Your task. Below are some records; copy each line in them that contains "shadow".

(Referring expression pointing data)
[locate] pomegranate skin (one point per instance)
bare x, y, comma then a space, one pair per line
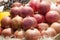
16, 4
26, 11
19, 34
7, 32
39, 18
5, 22
43, 26
32, 34
52, 16
29, 22
44, 7
34, 4
56, 26
16, 22
14, 11
50, 32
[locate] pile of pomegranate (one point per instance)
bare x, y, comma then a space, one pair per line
32, 21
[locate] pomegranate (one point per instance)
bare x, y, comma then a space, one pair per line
16, 22
5, 22
52, 16
29, 22
56, 8
56, 26
50, 32
43, 26
34, 4
14, 11
39, 18
7, 32
26, 11
19, 34
16, 4
44, 7
0, 30
57, 2
32, 34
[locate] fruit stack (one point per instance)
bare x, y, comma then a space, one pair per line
31, 21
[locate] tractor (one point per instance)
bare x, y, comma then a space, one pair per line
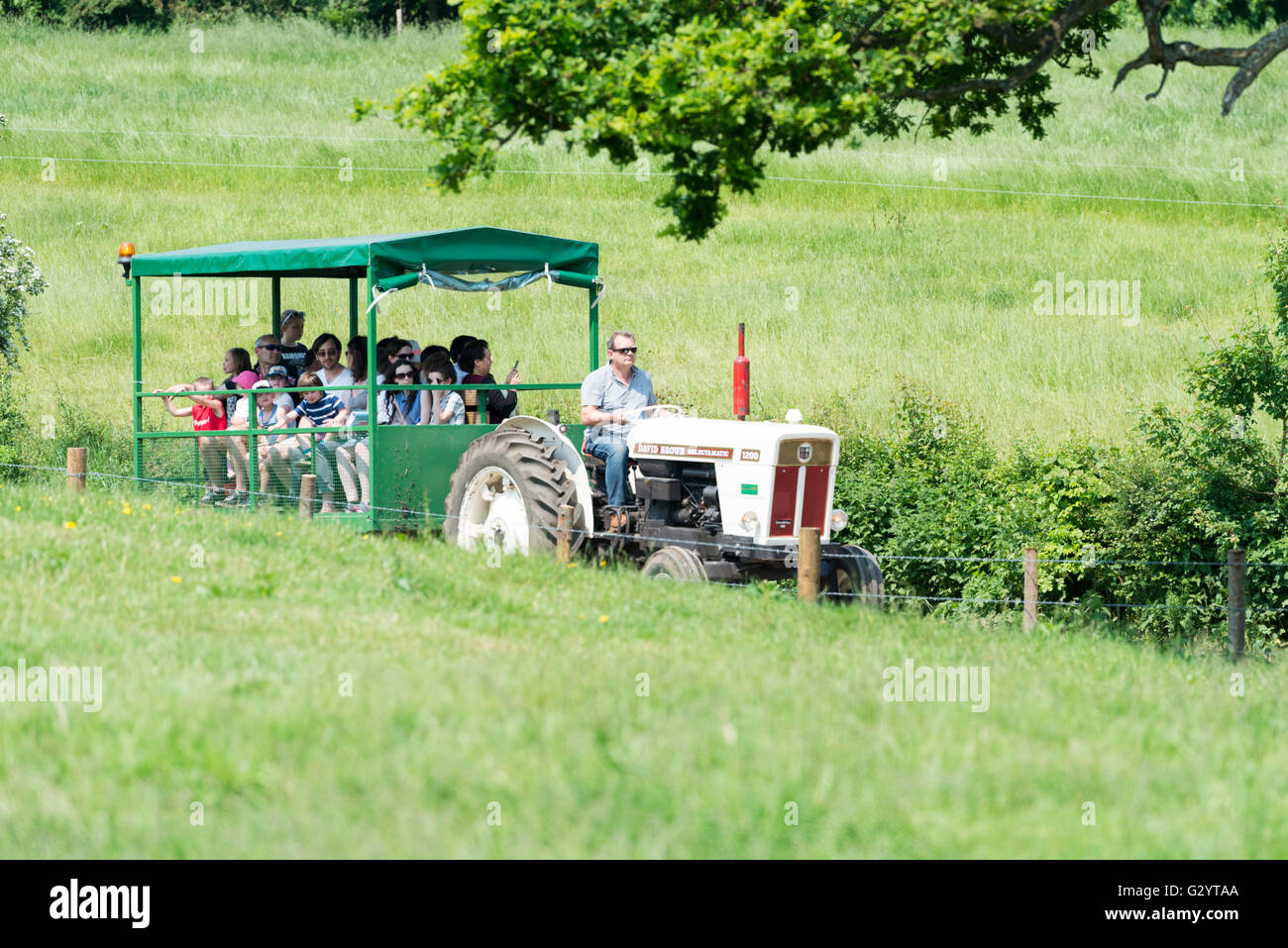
715, 500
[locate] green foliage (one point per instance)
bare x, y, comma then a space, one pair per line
708, 88
20, 281
934, 485
14, 429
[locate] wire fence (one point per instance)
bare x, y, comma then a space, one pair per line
722, 546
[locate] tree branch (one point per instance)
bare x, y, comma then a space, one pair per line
1248, 59
1044, 43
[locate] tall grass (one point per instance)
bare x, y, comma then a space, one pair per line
842, 285
604, 715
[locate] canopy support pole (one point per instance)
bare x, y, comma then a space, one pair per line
138, 375
373, 449
277, 307
593, 330
353, 309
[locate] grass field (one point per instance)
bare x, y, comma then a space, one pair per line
473, 686
890, 279
515, 693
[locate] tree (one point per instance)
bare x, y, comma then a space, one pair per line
711, 86
20, 279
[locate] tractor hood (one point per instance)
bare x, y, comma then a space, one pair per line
738, 442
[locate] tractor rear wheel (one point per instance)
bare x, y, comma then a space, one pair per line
505, 494
857, 579
677, 563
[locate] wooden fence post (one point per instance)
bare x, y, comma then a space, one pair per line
1030, 587
308, 491
76, 469
1236, 566
566, 517
806, 565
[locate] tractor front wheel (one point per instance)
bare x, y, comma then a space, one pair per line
855, 579
677, 563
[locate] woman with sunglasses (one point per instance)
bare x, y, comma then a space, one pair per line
399, 407
352, 459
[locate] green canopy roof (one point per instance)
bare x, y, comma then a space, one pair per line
459, 252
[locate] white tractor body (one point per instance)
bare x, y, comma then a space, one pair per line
773, 478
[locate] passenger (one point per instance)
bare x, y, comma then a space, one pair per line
320, 410
239, 419
352, 459
240, 376
207, 415
387, 351
477, 360
278, 454
237, 366
269, 414
455, 351
268, 353
399, 407
441, 407
295, 355
331, 372
278, 378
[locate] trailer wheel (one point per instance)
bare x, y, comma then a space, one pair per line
677, 563
857, 579
506, 492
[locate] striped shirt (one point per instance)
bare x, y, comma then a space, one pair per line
321, 411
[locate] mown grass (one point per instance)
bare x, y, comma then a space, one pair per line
520, 686
841, 285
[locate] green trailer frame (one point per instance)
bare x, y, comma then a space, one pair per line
411, 466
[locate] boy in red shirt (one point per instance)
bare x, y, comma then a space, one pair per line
207, 415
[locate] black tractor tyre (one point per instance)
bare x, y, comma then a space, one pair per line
677, 563
541, 479
855, 579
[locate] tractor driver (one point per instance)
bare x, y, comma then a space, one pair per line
610, 398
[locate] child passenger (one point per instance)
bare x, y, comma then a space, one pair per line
207, 415
320, 410
441, 407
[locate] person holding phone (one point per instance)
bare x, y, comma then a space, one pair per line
477, 363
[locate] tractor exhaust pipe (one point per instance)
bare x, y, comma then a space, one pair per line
741, 378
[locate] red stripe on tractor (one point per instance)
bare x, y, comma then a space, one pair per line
782, 511
814, 506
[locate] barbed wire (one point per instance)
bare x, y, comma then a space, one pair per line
579, 533
848, 151
1081, 196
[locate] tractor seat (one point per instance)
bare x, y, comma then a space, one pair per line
591, 462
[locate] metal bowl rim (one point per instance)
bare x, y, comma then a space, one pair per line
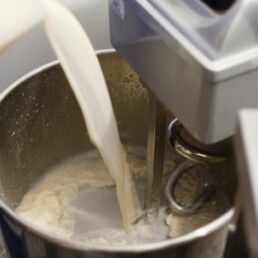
201, 232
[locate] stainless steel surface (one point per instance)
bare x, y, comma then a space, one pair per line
194, 60
155, 155
189, 151
246, 142
41, 125
194, 155
177, 208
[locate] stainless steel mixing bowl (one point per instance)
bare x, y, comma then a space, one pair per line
41, 125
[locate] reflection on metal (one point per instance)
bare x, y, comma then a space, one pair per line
155, 155
194, 156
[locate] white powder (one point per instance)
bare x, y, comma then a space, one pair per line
78, 199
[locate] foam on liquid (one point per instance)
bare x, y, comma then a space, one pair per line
82, 68
77, 199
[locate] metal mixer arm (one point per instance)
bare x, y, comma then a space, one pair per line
247, 161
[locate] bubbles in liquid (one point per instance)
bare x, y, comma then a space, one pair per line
77, 199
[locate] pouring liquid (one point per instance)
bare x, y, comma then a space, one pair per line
78, 60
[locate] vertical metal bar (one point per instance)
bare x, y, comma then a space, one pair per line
155, 155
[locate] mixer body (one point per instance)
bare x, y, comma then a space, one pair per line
200, 69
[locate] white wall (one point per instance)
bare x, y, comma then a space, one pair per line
33, 49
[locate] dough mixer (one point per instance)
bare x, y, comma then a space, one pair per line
199, 58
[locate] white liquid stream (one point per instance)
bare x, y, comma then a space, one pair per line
81, 66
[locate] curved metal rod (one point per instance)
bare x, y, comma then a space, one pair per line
170, 187
189, 151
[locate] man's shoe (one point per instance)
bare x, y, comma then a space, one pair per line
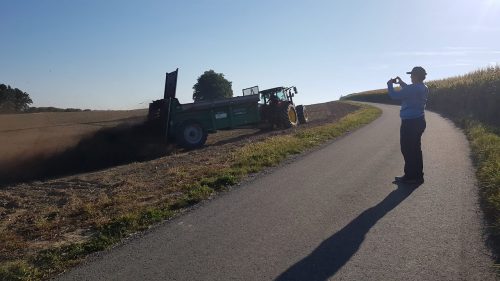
417, 181
399, 179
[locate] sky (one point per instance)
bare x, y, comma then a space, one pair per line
107, 54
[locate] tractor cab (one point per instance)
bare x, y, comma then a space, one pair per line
277, 95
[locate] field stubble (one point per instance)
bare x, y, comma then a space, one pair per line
42, 214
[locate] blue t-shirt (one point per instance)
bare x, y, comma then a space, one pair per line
413, 99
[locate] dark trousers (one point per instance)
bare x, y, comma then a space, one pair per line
410, 138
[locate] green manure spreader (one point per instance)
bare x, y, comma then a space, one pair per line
189, 124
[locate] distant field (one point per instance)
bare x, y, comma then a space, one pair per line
23, 135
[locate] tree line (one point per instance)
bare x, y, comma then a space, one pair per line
13, 100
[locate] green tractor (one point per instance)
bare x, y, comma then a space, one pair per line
277, 107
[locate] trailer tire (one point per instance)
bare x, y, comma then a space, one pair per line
302, 114
191, 135
288, 116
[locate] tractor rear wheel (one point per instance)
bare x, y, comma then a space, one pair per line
191, 135
288, 116
302, 114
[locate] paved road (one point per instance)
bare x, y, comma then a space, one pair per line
331, 215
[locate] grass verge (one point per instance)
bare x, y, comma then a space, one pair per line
251, 158
485, 145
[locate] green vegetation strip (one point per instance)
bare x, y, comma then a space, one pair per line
472, 102
485, 144
249, 159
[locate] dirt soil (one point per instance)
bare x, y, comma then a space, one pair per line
51, 209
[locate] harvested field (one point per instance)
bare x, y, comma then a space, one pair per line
41, 214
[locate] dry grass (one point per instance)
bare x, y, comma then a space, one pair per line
71, 214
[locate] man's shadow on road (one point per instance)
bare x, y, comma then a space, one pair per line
332, 254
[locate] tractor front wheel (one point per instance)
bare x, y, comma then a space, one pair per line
191, 135
288, 116
302, 114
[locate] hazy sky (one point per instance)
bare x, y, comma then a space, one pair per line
104, 54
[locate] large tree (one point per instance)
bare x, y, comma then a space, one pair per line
212, 86
13, 100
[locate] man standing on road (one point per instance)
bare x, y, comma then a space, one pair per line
413, 99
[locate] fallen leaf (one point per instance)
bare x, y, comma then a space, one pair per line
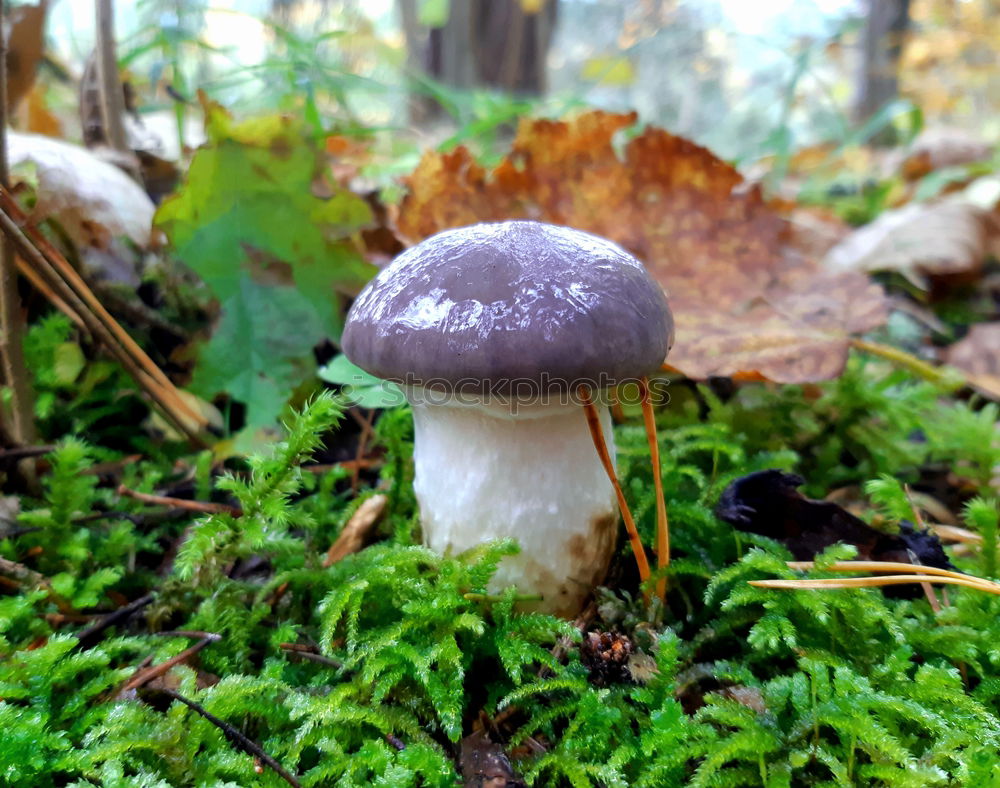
24, 49
768, 503
951, 237
940, 147
357, 529
484, 764
746, 304
606, 655
978, 356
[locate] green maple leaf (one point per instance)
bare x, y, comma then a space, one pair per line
273, 241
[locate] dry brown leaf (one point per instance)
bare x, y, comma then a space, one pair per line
37, 117
354, 533
952, 237
978, 356
940, 147
745, 303
24, 49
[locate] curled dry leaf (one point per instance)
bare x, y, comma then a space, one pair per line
952, 237
745, 303
978, 356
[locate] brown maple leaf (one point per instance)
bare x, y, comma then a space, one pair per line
746, 303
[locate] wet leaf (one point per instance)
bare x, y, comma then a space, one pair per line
768, 503
484, 764
745, 303
276, 245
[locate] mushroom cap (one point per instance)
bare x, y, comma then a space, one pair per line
510, 306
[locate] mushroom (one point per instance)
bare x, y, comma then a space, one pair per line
492, 330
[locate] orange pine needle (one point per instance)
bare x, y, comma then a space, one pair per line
825, 583
662, 524
597, 434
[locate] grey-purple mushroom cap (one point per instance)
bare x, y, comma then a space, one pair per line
497, 307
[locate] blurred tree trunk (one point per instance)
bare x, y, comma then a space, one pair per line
483, 43
882, 44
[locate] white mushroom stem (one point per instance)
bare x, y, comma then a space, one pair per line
488, 471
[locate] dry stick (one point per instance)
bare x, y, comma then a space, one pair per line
146, 675
85, 636
662, 524
64, 279
240, 740
597, 434
22, 426
112, 98
204, 507
95, 326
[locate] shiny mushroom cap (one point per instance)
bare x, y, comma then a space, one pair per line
497, 306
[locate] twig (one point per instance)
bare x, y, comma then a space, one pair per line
353, 534
821, 583
597, 434
347, 465
39, 255
304, 652
247, 745
204, 507
662, 524
88, 636
112, 98
22, 425
146, 675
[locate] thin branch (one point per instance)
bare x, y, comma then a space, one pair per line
662, 523
146, 675
304, 652
825, 583
66, 282
240, 740
12, 328
203, 507
597, 435
112, 98
88, 636
30, 577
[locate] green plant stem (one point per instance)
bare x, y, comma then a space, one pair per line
941, 376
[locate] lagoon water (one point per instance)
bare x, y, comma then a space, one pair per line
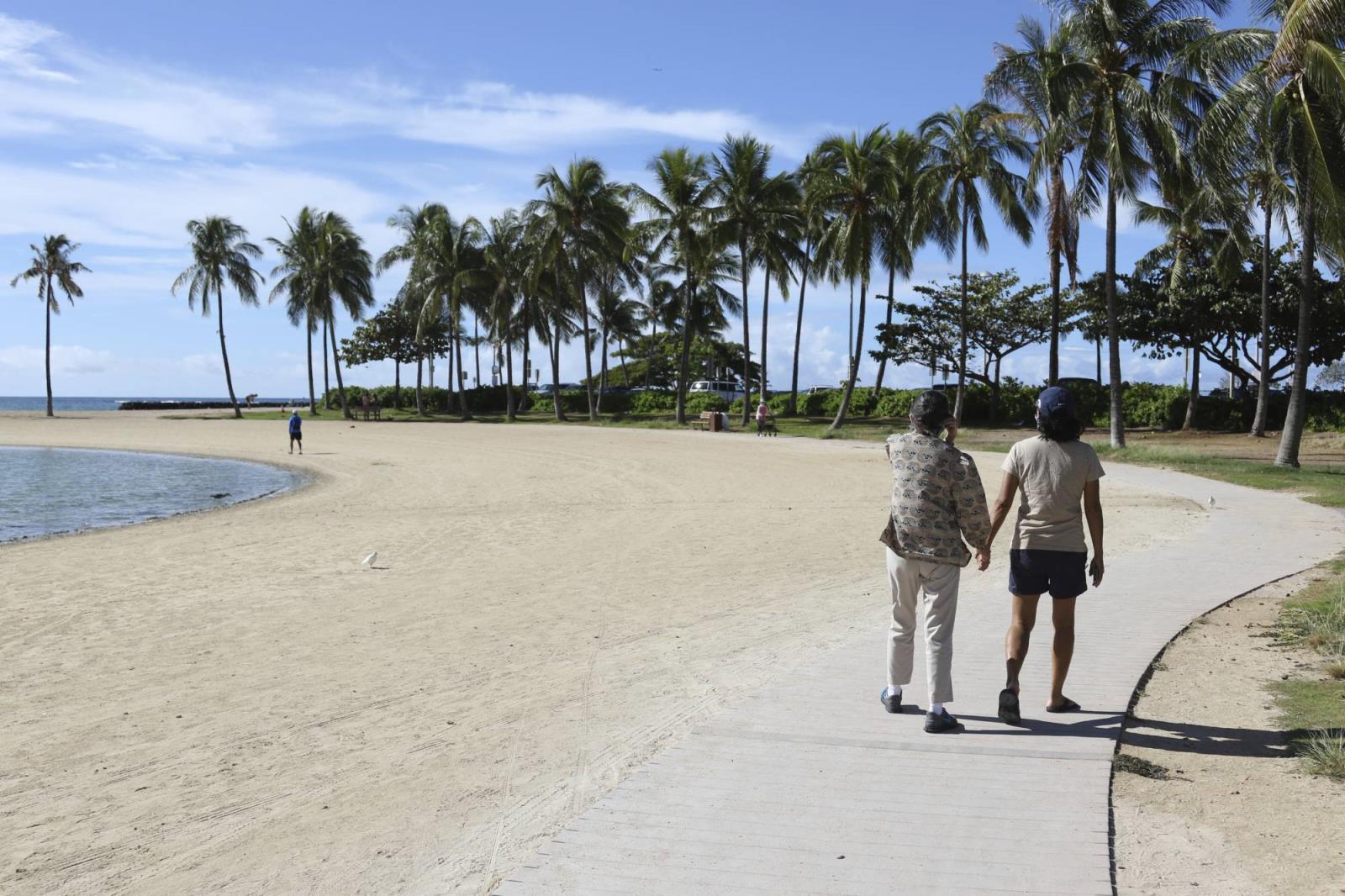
54, 490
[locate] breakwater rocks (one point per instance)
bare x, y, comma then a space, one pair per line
197, 405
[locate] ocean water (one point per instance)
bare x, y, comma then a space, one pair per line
84, 403
57, 490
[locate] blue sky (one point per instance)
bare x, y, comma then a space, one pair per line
118, 124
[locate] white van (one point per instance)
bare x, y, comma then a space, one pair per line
723, 387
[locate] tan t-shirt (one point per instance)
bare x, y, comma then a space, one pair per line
1051, 488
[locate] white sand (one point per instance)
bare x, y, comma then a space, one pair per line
229, 703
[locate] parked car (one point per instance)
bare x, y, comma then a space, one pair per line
723, 387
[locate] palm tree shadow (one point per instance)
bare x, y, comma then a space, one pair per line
1210, 741
1082, 724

Final answer.
[locate] man's shadow on road (one point per instance)
[locate] palm tree shadow (one point per instance)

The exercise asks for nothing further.